--- What you have to do ---
Copy the rows below word for word, leaving out the pictures.

--- Task data ---
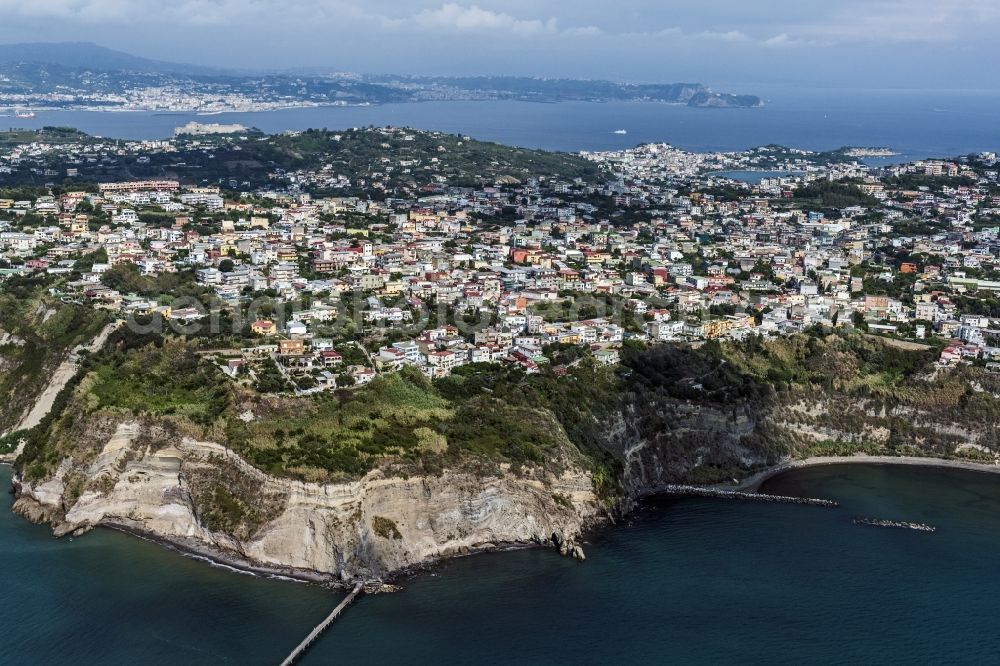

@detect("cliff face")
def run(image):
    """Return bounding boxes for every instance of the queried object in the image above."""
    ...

[9,422,600,580]
[9,337,1000,579]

--- Expected answer ---
@detect("cliff face")
def run(image):
    """Return bounding boxes for every instance of the queried object in the image above."""
    ...

[9,422,600,580]
[9,337,1000,579]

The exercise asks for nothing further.